◆ **SOURCE MATERIAL**:

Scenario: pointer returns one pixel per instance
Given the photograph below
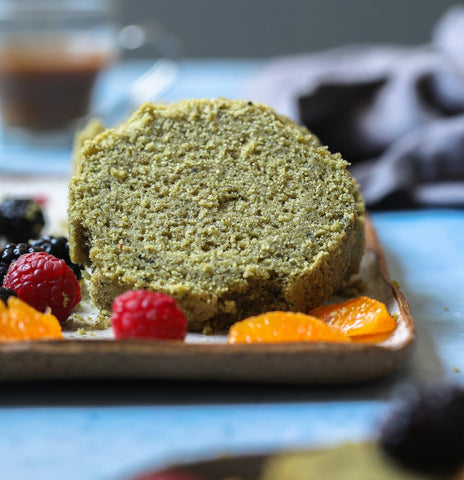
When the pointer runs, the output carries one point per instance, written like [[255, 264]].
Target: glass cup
[[51, 54]]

◆ **REQUIRED WORK**:
Reproduce every line of the records above word for word, omitting the pictures from your answer.

◆ **RIGHT ANSWER**:
Scenario: pointer returns one pixel per instance
Given the photograph below
When the pointer runs, the output carries one point per instance, written like [[255, 264]].
Target: glass cup
[[51, 54]]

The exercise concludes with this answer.